* WORK TO COMPLETE *
Copy out exactly the lines from the line containing "Confirm that each instance of the brown" to the end of the listing.
◇ ◇ ◇ ◇ ◇ ◇ ◇
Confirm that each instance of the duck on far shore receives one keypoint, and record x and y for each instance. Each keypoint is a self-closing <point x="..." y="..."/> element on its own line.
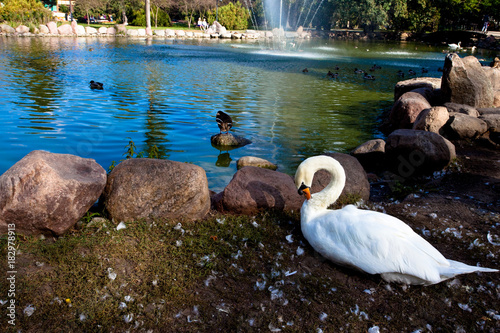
<point x="455" y="47"/>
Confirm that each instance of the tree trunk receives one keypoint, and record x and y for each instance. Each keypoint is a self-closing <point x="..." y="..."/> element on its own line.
<point x="148" y="14"/>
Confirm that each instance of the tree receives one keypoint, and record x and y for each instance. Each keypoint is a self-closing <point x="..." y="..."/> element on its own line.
<point x="232" y="16"/>
<point x="189" y="8"/>
<point x="88" y="7"/>
<point x="24" y="11"/>
<point x="157" y="6"/>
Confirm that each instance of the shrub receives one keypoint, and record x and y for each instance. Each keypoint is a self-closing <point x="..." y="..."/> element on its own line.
<point x="232" y="16"/>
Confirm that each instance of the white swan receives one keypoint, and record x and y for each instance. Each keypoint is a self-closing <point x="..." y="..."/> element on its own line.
<point x="373" y="242"/>
<point x="455" y="46"/>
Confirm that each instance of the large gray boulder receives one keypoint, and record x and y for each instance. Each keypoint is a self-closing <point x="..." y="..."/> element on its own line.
<point x="253" y="189"/>
<point x="426" y="86"/>
<point x="149" y="189"/>
<point x="465" y="82"/>
<point x="462" y="108"/>
<point x="462" y="126"/>
<point x="406" y="109"/>
<point x="412" y="152"/>
<point x="52" y="26"/>
<point x="371" y="155"/>
<point x="46" y="193"/>
<point x="432" y="119"/>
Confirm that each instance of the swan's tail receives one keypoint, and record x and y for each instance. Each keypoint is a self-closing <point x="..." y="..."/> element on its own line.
<point x="457" y="268"/>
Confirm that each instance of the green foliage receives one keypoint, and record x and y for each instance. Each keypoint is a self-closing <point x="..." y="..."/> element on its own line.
<point x="232" y="16"/>
<point x="24" y="12"/>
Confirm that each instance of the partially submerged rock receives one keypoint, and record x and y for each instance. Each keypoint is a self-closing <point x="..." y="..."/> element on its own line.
<point x="406" y="109"/>
<point x="465" y="82"/>
<point x="255" y="161"/>
<point x="371" y="154"/>
<point x="432" y="119"/>
<point x="462" y="126"/>
<point x="427" y="86"/>
<point x="46" y="193"/>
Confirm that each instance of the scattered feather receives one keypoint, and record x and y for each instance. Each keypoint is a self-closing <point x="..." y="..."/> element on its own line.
<point x="111" y="274"/>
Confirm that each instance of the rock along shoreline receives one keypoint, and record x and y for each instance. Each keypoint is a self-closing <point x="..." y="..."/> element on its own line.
<point x="47" y="193"/>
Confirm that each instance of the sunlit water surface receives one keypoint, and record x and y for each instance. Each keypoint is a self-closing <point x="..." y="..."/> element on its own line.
<point x="166" y="93"/>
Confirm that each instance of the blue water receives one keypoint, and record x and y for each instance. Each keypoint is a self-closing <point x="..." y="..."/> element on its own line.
<point x="167" y="92"/>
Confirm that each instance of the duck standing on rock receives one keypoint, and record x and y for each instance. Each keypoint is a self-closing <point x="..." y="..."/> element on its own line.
<point x="96" y="85"/>
<point x="370" y="241"/>
<point x="224" y="121"/>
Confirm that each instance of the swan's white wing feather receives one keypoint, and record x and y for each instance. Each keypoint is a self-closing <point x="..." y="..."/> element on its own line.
<point x="374" y="242"/>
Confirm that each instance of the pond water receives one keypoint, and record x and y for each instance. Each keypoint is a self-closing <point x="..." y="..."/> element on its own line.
<point x="167" y="92"/>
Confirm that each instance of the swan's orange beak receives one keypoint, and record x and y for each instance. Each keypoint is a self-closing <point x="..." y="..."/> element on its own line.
<point x="303" y="189"/>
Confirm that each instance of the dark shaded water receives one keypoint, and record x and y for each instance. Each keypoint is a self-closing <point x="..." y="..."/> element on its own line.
<point x="166" y="93"/>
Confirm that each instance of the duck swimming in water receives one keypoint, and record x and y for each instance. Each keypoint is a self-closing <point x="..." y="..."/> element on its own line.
<point x="224" y="121"/>
<point x="96" y="85"/>
<point x="370" y="241"/>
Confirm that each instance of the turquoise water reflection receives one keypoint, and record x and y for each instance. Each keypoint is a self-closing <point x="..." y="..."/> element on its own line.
<point x="166" y="93"/>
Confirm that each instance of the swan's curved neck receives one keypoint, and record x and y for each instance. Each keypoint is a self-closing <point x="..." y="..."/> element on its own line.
<point x="332" y="191"/>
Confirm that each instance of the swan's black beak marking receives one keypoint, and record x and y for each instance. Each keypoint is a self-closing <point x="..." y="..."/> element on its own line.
<point x="303" y="189"/>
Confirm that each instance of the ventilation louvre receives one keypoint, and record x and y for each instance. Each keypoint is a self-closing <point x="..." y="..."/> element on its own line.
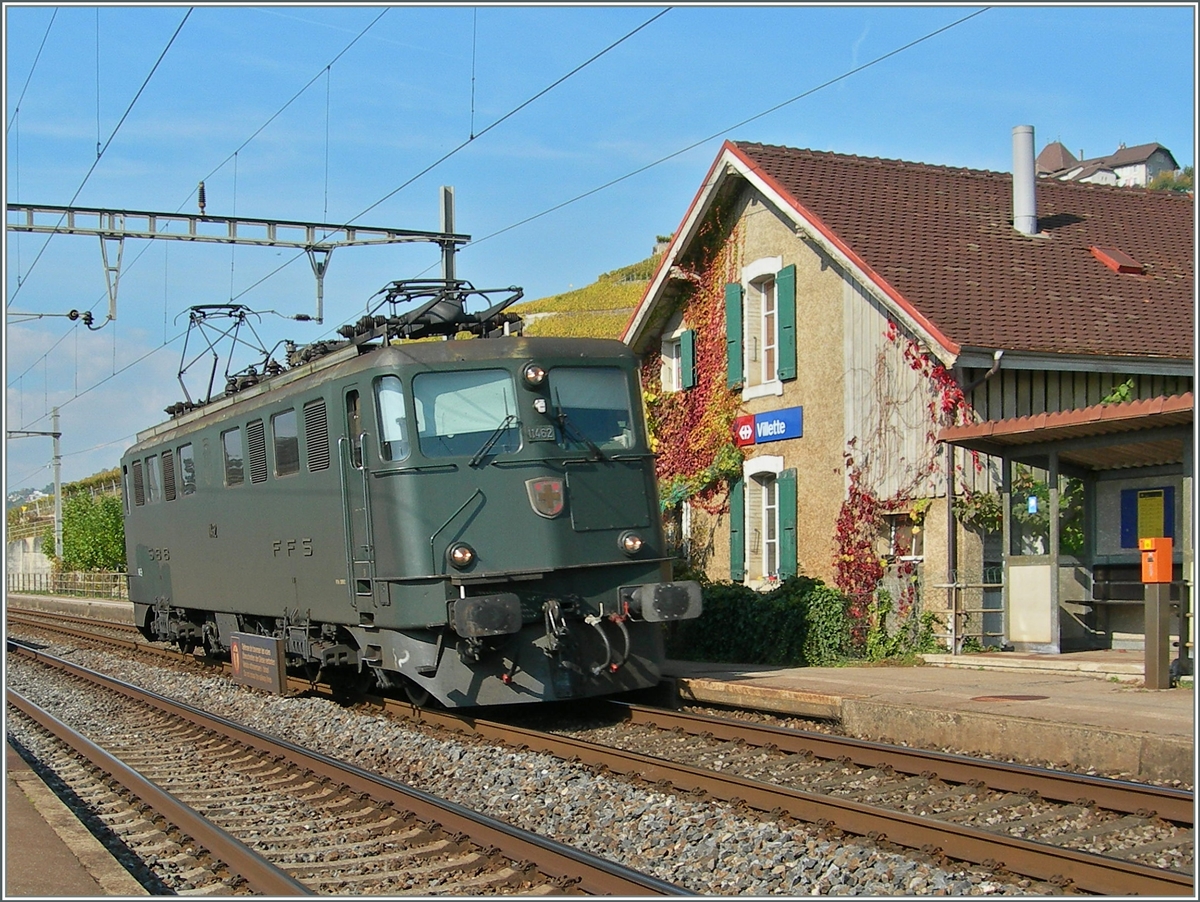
<point x="316" y="434"/>
<point x="256" y="439"/>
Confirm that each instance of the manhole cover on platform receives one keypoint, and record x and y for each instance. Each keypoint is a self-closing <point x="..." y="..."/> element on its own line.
<point x="1009" y="698"/>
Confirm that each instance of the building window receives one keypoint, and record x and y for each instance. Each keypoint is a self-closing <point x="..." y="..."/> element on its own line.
<point x="671" y="374"/>
<point x="762" y="530"/>
<point x="905" y="536"/>
<point x="677" y="530"/>
<point x="763" y="521"/>
<point x="760" y="320"/>
<point x="768" y="329"/>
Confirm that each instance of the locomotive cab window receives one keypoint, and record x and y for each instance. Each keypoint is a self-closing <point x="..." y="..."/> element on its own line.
<point x="354" y="427"/>
<point x="592" y="404"/>
<point x="466" y="413"/>
<point x="187" y="469"/>
<point x="287" y="443"/>
<point x="234" y="457"/>
<point x="393" y="422"/>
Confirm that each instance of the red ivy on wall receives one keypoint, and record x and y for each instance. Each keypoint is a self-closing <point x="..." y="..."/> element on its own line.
<point x="693" y="431"/>
<point x="858" y="566"/>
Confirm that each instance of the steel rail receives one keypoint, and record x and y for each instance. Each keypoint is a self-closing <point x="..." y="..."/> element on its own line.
<point x="568" y="865"/>
<point x="1089" y="872"/>
<point x="259" y="873"/>
<point x="1170" y="804"/>
<point x="24" y="615"/>
<point x="137" y="644"/>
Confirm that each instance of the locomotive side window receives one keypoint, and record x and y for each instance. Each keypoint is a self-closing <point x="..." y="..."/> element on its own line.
<point x="354" y="427"/>
<point x="287" y="443"/>
<point x="154" y="481"/>
<point x="187" y="468"/>
<point x="139" y="492"/>
<point x="234" y="458"/>
<point x="256" y="440"/>
<point x="593" y="406"/>
<point x="316" y="434"/>
<point x="466" y="413"/>
<point x="393" y="422"/>
<point x="168" y="474"/>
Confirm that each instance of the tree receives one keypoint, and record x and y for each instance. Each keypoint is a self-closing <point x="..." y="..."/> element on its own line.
<point x="1181" y="180"/>
<point x="93" y="533"/>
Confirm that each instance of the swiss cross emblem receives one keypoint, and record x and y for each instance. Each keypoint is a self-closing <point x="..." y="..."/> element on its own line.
<point x="546" y="495"/>
<point x="743" y="431"/>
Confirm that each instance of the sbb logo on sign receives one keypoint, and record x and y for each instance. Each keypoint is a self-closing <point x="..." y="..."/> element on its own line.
<point x="743" y="431"/>
<point x="773" y="426"/>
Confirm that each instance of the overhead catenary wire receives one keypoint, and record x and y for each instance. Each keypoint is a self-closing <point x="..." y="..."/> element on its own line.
<point x="100" y="151"/>
<point x="726" y="130"/>
<point x="31" y="70"/>
<point x="220" y="166"/>
<point x="463" y="144"/>
<point x="593" y="191"/>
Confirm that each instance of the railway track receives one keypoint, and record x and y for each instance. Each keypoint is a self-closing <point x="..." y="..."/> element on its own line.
<point x="1073" y="830"/>
<point x="286" y="821"/>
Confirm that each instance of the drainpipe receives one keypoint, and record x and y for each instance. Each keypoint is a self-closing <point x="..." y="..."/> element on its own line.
<point x="952" y="523"/>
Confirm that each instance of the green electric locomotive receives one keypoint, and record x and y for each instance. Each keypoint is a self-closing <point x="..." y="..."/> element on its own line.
<point x="472" y="521"/>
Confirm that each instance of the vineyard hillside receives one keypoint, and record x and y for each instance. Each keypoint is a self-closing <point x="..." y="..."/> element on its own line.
<point x="597" y="311"/>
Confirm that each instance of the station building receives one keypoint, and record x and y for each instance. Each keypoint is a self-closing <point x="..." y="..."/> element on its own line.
<point x="971" y="389"/>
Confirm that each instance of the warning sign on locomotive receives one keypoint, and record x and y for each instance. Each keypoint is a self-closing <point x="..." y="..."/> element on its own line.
<point x="258" y="661"/>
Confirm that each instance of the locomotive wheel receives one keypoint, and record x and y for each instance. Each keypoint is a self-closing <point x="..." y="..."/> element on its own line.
<point x="418" y="695"/>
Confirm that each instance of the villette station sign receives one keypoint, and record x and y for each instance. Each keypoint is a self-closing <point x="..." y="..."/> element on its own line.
<point x="773" y="426"/>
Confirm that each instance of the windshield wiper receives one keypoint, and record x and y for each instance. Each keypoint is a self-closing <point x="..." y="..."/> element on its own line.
<point x="493" y="438"/>
<point x="574" y="434"/>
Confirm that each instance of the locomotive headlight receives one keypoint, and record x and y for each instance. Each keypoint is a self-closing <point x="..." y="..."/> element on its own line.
<point x="461" y="554"/>
<point x="534" y="374"/>
<point x="630" y="542"/>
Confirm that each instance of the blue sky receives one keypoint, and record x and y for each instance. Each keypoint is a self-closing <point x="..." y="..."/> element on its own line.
<point x="423" y="79"/>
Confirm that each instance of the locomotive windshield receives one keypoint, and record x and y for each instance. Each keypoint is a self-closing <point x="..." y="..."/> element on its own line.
<point x="457" y="413"/>
<point x="593" y="406"/>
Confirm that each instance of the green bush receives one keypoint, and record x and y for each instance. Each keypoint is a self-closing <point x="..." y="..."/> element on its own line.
<point x="801" y="623"/>
<point x="93" y="533"/>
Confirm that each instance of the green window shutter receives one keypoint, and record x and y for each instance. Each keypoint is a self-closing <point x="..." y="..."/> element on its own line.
<point x="688" y="358"/>
<point x="785" y="304"/>
<point x="787" y="516"/>
<point x="733" y="332"/>
<point x="737" y="530"/>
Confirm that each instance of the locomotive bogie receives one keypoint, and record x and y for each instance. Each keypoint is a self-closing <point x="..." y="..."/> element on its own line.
<point x="473" y="518"/>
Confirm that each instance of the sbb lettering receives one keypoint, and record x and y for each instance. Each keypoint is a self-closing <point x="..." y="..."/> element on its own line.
<point x="289" y="547"/>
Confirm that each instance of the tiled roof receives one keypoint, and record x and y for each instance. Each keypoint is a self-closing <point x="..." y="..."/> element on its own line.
<point x="1054" y="157"/>
<point x="1140" y="154"/>
<point x="943" y="239"/>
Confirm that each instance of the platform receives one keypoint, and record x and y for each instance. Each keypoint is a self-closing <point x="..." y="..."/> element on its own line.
<point x="1080" y="713"/>
<point x="1078" y="710"/>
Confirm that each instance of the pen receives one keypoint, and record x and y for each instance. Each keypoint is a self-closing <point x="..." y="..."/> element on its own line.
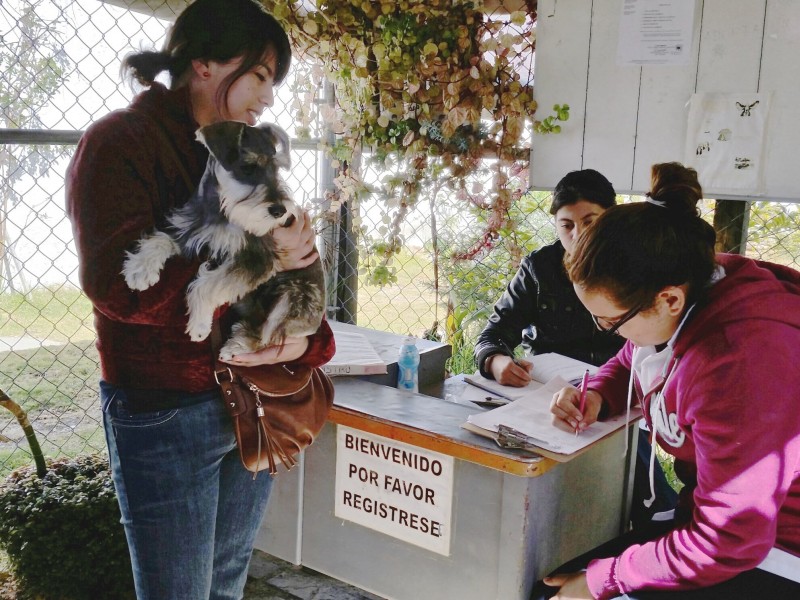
<point x="510" y="352"/>
<point x="582" y="404"/>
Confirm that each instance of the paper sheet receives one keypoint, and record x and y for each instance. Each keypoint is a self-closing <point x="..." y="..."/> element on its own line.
<point x="354" y="356"/>
<point x="530" y="414"/>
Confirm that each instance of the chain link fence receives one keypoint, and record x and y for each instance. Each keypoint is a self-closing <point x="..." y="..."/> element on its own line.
<point x="59" y="71"/>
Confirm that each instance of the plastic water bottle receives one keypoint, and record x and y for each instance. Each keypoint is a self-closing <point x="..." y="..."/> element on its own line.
<point x="408" y="366"/>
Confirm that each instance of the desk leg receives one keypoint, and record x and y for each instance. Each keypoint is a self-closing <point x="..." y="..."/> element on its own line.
<point x="281" y="530"/>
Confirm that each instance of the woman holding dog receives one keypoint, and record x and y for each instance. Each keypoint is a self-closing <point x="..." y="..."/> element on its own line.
<point x="712" y="357"/>
<point x="190" y="510"/>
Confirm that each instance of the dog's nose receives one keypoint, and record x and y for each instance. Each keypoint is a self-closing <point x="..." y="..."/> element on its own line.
<point x="277" y="210"/>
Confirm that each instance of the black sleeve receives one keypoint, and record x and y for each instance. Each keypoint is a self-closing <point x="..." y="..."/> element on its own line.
<point x="513" y="313"/>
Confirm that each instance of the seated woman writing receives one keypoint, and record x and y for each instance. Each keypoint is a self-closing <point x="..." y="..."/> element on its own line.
<point x="711" y="356"/>
<point x="540" y="309"/>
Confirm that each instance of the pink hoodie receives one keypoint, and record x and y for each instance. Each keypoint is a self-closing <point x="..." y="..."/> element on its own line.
<point x="732" y="406"/>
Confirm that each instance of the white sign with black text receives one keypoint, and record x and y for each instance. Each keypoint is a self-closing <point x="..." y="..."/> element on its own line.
<point x="395" y="488"/>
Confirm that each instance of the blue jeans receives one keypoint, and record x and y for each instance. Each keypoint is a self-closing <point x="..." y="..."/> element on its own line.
<point x="191" y="511"/>
<point x="754" y="584"/>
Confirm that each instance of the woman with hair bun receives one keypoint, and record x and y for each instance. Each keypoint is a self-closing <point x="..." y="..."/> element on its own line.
<point x="711" y="355"/>
<point x="191" y="511"/>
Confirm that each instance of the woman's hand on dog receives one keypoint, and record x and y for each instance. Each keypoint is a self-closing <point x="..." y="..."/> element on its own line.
<point x="295" y="244"/>
<point x="292" y="349"/>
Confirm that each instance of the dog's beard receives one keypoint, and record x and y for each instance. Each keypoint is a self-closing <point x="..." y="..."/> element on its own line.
<point x="249" y="206"/>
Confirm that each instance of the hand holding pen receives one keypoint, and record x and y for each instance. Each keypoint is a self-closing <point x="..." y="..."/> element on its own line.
<point x="572" y="414"/>
<point x="509" y="370"/>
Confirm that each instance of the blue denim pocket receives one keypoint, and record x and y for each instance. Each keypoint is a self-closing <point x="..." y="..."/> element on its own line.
<point x="116" y="405"/>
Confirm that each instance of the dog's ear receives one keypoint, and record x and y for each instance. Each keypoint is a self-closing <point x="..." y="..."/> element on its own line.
<point x="224" y="141"/>
<point x="269" y="140"/>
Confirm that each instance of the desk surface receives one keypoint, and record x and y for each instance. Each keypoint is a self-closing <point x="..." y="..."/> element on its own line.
<point x="427" y="422"/>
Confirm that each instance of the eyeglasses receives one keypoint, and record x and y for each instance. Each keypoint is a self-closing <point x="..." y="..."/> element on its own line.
<point x="611" y="326"/>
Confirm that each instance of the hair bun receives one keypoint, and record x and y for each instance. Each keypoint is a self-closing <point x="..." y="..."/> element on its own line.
<point x="675" y="187"/>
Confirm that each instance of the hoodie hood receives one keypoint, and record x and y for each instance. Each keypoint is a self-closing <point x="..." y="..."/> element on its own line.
<point x="751" y="289"/>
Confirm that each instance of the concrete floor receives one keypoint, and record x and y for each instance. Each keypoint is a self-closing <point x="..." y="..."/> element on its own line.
<point x="273" y="579"/>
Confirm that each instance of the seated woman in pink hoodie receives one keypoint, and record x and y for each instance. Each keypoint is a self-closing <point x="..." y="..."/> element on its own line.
<point x="712" y="356"/>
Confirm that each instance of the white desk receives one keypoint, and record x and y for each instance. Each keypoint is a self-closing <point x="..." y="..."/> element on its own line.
<point x="515" y="516"/>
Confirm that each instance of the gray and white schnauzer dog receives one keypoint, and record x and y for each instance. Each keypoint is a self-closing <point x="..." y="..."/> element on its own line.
<point x="241" y="199"/>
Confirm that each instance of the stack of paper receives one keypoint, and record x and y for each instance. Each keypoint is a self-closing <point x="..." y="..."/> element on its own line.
<point x="529" y="414"/>
<point x="354" y="356"/>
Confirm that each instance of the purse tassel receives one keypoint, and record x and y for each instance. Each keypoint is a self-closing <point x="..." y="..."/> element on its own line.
<point x="273" y="448"/>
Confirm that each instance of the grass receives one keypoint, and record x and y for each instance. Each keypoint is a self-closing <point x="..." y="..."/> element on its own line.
<point x="408" y="306"/>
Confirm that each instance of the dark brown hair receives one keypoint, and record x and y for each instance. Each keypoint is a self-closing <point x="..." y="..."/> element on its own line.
<point x="218" y="30"/>
<point x="633" y="251"/>
<point x="586" y="184"/>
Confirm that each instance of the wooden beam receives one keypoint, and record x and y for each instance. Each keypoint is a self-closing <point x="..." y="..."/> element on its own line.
<point x="731" y="220"/>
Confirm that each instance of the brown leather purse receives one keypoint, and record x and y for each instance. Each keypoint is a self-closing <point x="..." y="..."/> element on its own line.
<point x="277" y="411"/>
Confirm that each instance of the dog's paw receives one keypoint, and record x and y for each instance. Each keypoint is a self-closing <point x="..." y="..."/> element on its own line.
<point x="198" y="329"/>
<point x="138" y="274"/>
<point x="235" y="346"/>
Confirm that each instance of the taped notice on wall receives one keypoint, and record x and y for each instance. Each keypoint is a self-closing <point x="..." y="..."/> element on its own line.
<point x="726" y="141"/>
<point x="397" y="489"/>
◇ ◇ ◇ ◇ ◇ ◇ ◇
* FINISHED TASK *
Confirm that each instance of the brown leather purse receives one keypoint, and record x and y for each instance. Each keypoint is a self-closing <point x="..." y="..."/> element on its own line.
<point x="277" y="411"/>
Confirm that each instance of the dog's paw receives one keypoint, and record x and y for each instance. Each keypoint is a self-closing <point x="..." y="..."/> element on its own line.
<point x="198" y="329"/>
<point x="138" y="274"/>
<point x="235" y="346"/>
Confirm that each instance of the taped notice on wall receives one keypoint, and record x and y for each instance. Each keypoint is a self-closing <point x="..." y="..."/> element on its own line.
<point x="726" y="141"/>
<point x="397" y="489"/>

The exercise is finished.